(Point localization data)
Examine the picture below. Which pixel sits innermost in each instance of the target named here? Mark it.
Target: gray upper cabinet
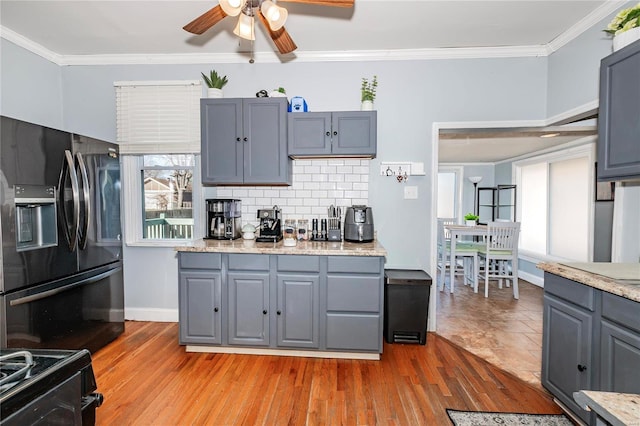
(244, 141)
(618, 123)
(339, 134)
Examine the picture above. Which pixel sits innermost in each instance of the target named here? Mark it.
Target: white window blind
(158, 117)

→ **EXERCISE BRIEF**:
In your copy, exclude the pictures and repeat each entry above exactly.

→ **OUTPUT BELOW**:
Examine the picture below. Which pixel sits innermost in each instance of the target named here? Mark it.
Target: gray upper cabinet
(244, 141)
(618, 123)
(339, 134)
Examine the picture above. Which pixel sits innermost in each instance of the target named here? Mark it.
Target: white window blind
(158, 117)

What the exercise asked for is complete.